-- TO DO --
Return the lines from the line containing "-F image=@above \" through the last line of the material below, exactly as they appear and with no others.

-- ENTRIES SHOWN --
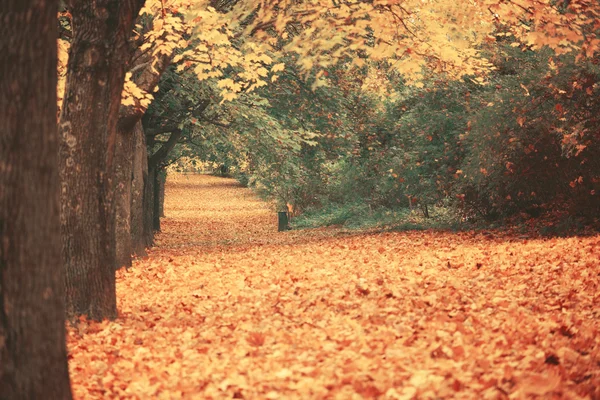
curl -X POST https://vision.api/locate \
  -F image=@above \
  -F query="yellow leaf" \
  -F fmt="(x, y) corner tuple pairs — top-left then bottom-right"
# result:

-- COMPLETED EXERCISE --
  -F image=@above \
  -F query="yellow leaf" \
  -F fmt="(x, y) corner tuple pairs — top-left then bottom-right"
# result:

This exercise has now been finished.